_AIM_
Pull out every line of the records that contains the word "grassy", matching case exactly. Copy each line in full.

--- START OF DATA ---

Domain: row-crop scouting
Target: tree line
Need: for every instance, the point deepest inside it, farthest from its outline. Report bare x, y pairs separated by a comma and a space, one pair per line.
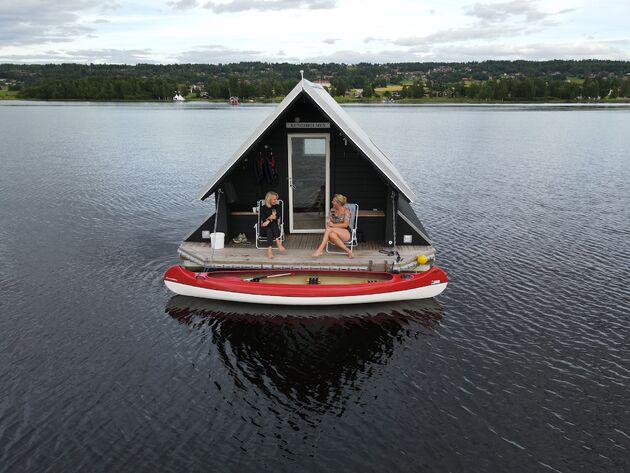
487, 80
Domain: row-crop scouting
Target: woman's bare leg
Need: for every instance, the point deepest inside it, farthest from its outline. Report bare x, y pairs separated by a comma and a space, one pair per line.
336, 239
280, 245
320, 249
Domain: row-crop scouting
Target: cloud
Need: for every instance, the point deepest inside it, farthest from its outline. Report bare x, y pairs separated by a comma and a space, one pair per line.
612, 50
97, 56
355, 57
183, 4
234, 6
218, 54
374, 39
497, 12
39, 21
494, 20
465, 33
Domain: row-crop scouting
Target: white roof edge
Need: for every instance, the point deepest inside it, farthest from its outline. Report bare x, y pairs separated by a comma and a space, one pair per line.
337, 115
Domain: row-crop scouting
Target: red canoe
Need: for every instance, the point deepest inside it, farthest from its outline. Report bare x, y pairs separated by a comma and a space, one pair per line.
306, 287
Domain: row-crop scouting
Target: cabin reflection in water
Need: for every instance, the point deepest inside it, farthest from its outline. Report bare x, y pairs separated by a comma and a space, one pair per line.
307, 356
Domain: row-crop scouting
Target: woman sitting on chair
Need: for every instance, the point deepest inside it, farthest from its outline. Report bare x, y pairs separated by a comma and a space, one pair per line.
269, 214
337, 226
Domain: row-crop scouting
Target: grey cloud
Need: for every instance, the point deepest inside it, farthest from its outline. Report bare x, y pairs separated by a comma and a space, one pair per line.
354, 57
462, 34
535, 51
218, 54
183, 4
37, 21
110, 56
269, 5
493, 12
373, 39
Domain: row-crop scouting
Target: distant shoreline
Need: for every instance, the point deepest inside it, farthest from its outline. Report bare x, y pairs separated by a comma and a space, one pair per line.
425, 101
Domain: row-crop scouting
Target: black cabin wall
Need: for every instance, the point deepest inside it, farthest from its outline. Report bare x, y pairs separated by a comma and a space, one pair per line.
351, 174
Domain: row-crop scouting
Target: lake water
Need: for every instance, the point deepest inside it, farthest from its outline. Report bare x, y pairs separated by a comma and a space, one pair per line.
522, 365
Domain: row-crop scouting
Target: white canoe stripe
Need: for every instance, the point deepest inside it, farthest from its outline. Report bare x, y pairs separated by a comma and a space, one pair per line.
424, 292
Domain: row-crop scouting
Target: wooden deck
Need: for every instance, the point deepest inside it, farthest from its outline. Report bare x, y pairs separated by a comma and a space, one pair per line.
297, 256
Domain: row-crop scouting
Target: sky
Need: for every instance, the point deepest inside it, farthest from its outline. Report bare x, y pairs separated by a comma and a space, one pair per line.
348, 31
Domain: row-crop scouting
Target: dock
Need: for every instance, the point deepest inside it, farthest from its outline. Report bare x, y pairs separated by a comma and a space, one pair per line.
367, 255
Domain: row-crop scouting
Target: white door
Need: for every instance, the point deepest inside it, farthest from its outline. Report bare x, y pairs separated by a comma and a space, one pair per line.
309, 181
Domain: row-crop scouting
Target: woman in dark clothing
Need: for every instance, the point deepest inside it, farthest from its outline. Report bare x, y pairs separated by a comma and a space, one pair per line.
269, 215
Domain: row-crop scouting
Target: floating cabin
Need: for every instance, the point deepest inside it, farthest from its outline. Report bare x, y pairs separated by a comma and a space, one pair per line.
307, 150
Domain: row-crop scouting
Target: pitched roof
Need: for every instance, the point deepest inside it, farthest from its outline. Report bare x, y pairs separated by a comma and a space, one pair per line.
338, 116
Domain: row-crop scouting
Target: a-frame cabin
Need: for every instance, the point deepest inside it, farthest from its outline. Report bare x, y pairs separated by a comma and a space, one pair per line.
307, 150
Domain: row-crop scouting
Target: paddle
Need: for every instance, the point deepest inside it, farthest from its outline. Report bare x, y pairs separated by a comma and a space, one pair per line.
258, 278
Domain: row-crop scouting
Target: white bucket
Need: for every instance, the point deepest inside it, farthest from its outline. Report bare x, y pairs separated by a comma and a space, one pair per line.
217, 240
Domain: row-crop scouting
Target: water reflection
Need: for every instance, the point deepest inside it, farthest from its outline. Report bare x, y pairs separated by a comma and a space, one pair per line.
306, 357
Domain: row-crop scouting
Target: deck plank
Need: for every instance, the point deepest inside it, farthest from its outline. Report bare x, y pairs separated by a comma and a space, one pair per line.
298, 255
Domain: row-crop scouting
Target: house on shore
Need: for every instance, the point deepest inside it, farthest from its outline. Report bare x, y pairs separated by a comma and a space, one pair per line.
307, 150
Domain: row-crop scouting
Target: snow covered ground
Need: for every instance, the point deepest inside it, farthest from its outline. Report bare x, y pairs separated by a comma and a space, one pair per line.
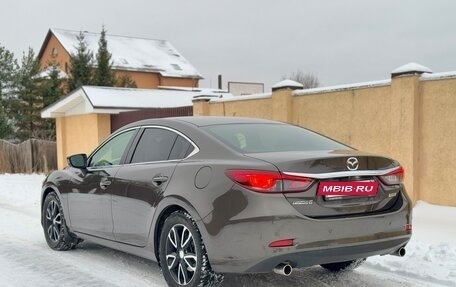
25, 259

--- END OF DATA ---
--- START OF DATA ---

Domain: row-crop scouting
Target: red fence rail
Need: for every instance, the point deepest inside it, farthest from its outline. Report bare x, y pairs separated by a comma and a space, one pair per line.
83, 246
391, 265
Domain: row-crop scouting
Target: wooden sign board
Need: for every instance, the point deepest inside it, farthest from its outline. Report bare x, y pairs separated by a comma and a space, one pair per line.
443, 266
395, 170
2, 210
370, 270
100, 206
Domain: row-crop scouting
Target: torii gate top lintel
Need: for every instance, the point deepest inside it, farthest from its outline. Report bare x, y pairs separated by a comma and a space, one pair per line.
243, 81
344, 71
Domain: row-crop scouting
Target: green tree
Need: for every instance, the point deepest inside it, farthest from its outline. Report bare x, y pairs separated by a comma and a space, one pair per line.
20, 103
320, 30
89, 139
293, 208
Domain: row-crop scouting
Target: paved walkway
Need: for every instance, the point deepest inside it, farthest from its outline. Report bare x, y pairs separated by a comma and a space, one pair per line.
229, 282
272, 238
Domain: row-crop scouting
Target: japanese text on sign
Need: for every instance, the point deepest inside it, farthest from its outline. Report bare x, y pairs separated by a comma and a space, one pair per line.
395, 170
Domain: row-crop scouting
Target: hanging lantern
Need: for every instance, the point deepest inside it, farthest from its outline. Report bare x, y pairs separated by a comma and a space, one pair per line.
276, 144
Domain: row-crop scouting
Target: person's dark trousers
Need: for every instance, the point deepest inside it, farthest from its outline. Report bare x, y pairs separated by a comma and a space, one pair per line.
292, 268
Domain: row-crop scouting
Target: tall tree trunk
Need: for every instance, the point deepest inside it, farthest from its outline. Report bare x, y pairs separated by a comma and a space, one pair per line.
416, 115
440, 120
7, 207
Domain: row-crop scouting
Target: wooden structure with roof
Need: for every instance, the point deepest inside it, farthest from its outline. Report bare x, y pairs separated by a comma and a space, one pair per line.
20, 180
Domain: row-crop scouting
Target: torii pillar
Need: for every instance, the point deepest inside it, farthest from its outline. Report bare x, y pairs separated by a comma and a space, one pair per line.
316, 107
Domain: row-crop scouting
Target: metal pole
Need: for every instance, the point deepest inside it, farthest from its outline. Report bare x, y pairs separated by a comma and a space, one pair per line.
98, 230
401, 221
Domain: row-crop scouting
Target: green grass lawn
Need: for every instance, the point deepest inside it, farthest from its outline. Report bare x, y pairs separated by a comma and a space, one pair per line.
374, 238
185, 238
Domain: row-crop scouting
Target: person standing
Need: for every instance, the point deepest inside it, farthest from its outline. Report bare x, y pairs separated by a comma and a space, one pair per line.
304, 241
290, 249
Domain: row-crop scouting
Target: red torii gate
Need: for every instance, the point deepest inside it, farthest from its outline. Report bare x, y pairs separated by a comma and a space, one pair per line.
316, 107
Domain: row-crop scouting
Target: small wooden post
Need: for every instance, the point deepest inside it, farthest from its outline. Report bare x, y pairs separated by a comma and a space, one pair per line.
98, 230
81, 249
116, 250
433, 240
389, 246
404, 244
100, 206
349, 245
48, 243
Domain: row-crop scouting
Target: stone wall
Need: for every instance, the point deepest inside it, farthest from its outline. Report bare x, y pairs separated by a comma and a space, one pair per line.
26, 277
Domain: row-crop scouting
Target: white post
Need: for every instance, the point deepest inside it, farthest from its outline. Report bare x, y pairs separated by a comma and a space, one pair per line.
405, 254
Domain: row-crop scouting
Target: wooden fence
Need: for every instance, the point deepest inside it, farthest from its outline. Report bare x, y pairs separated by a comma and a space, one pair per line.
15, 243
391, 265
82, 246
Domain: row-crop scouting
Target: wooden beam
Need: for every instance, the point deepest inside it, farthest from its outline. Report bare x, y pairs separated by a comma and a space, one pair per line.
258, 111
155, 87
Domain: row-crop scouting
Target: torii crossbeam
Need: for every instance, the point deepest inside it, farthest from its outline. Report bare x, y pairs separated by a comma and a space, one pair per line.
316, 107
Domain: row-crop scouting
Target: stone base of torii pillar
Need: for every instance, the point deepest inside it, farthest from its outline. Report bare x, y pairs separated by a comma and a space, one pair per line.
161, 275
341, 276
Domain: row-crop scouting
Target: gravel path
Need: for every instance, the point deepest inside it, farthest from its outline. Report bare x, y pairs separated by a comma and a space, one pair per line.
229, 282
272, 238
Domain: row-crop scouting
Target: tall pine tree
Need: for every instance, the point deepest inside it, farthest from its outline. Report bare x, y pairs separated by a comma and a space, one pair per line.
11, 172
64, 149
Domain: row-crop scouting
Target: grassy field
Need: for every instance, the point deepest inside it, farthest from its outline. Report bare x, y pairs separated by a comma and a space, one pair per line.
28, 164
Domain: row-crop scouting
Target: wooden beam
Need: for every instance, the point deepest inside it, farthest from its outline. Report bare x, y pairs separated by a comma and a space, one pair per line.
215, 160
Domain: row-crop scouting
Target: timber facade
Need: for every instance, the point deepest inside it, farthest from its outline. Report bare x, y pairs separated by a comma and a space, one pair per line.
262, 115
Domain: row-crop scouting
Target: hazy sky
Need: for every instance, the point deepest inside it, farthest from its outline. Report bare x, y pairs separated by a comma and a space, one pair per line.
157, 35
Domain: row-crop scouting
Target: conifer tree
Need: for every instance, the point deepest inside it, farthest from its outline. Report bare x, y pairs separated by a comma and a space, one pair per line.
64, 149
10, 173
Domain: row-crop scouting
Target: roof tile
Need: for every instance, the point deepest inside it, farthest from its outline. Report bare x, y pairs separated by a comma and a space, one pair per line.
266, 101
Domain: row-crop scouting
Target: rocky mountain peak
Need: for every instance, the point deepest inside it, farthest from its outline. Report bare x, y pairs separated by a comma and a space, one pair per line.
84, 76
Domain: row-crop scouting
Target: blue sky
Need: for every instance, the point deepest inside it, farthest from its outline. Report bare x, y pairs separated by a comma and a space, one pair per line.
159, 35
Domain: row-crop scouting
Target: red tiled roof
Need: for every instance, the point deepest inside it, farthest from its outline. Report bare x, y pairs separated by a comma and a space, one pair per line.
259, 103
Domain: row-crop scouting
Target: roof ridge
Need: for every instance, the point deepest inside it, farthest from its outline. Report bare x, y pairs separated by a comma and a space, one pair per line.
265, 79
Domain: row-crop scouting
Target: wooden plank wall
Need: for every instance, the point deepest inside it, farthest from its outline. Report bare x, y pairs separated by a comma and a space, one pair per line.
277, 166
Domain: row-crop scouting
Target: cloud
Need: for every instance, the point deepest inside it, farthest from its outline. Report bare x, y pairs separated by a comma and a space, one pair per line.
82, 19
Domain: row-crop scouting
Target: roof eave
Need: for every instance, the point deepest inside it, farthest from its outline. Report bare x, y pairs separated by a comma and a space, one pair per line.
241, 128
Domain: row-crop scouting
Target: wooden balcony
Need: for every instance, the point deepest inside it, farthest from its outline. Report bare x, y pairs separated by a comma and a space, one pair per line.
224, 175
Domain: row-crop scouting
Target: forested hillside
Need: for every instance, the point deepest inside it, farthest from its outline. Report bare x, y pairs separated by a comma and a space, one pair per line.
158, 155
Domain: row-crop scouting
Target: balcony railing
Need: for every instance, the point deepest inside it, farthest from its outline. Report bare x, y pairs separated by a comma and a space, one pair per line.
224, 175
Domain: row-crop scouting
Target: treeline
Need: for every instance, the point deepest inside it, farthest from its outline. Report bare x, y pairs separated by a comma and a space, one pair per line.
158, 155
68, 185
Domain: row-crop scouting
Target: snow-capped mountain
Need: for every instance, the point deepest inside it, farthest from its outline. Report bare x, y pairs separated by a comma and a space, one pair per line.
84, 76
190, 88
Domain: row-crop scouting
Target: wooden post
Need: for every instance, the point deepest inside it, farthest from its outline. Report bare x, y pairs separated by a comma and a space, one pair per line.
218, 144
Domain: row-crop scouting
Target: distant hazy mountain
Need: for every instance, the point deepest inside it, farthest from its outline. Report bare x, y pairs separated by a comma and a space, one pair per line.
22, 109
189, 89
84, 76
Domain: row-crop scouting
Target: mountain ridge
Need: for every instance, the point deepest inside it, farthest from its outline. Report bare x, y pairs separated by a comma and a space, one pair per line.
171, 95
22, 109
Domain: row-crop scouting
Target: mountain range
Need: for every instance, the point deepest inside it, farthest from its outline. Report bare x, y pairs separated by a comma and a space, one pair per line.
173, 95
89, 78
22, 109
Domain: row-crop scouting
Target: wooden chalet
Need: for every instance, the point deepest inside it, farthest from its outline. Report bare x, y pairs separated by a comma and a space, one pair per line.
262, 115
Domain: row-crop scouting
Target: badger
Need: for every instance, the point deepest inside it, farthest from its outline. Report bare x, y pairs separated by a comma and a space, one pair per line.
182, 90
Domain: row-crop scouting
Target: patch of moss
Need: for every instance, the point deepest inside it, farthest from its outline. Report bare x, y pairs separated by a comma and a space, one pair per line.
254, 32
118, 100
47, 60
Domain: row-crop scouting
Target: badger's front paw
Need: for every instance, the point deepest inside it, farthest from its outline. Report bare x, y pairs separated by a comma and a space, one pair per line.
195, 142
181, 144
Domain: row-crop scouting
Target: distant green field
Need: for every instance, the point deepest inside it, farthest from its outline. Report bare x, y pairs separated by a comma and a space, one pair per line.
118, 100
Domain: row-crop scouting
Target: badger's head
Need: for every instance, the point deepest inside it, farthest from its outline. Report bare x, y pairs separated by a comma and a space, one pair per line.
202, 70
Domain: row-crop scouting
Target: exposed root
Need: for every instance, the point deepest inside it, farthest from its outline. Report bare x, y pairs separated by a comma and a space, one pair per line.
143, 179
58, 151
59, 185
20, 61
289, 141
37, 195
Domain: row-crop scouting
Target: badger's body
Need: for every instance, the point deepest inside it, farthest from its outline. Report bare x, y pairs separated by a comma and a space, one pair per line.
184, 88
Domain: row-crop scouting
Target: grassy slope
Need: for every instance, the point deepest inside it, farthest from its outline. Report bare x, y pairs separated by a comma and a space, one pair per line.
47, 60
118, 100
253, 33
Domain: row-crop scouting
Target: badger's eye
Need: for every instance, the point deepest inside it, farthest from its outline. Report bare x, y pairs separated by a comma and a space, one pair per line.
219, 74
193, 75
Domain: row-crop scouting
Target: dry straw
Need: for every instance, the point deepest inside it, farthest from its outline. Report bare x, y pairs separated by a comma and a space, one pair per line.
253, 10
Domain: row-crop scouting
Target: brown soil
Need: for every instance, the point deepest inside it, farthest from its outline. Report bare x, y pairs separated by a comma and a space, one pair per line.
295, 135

--- END OF DATA ---
--- START OF DATA ---

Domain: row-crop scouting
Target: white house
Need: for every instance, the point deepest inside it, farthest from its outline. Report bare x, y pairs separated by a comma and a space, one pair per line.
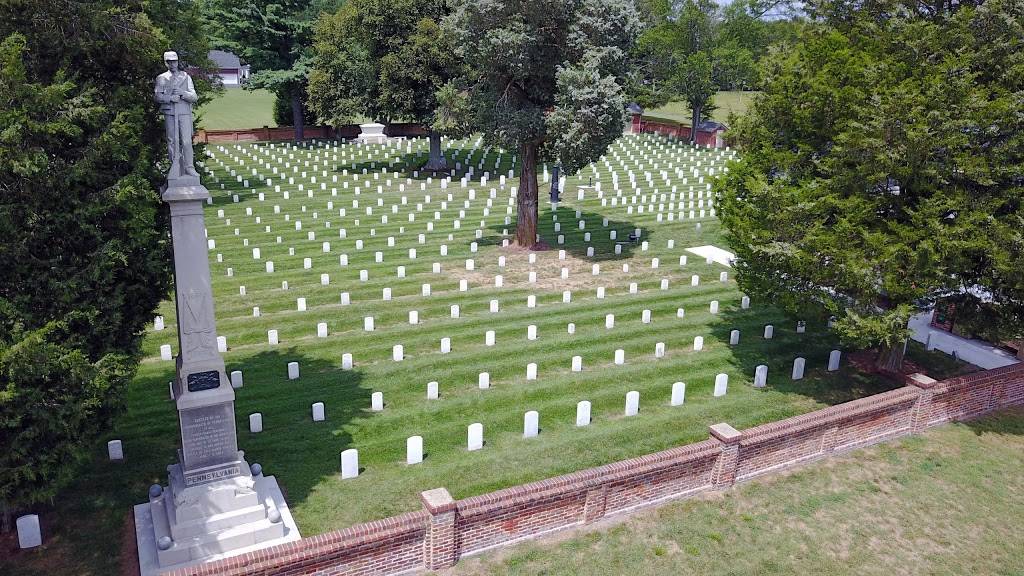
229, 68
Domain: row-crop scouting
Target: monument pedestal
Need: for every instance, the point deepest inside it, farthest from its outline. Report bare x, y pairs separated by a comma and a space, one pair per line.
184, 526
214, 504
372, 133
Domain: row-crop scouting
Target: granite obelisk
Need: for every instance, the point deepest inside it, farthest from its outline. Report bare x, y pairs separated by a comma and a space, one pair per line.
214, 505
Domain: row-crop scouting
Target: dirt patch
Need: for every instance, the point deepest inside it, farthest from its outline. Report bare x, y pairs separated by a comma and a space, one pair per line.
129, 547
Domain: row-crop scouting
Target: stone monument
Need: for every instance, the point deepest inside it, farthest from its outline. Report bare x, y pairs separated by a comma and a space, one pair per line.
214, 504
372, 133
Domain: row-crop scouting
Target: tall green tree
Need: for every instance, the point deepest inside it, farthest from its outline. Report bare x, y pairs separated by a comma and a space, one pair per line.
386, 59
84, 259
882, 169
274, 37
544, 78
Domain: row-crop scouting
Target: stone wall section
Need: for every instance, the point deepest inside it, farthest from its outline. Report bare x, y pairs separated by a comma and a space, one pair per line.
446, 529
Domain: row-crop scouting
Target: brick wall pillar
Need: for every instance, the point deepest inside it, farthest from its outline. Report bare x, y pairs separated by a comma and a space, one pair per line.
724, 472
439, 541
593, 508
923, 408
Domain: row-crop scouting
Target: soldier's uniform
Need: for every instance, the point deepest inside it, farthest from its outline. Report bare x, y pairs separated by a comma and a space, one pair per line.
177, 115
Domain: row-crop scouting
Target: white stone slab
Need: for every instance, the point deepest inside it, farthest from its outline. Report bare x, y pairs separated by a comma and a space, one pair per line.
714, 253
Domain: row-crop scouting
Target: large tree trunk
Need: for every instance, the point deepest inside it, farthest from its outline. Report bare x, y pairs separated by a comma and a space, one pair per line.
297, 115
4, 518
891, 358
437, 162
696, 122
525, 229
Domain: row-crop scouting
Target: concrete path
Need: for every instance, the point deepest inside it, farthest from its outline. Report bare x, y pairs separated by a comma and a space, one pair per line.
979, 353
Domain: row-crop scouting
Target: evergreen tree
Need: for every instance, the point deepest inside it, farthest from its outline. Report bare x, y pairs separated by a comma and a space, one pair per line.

--- END OF DATA ---

_WRITTEN RESPONSE_
Target: grassy field
Target: grassy slope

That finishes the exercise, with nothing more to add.